== DIRECTIVE ==
Pull out each line in the rows below that contains the string "viewBox", and copy those lines unchanged.

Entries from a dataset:
* Start *

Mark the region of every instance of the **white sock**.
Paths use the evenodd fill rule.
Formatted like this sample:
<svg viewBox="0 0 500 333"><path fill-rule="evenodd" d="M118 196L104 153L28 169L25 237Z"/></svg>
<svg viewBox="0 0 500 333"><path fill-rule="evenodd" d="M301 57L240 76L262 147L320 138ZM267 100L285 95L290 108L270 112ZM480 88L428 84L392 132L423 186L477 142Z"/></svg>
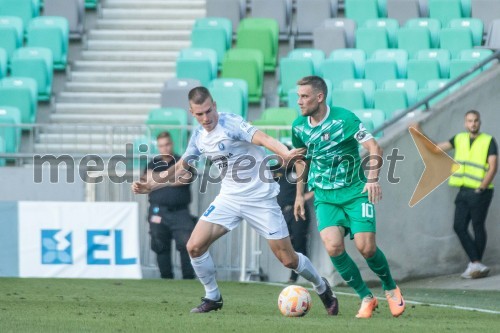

* End *

== FINAL ANSWER ==
<svg viewBox="0 0 500 333"><path fill-rule="evenodd" d="M118 196L104 153L28 169L25 237Z"/></svg>
<svg viewBox="0 0 500 333"><path fill-rule="evenodd" d="M301 57L240 76L262 147L320 138ZM267 100L285 95L290 108L270 112ZM480 88L428 84L392 132L423 186L477 142Z"/></svg>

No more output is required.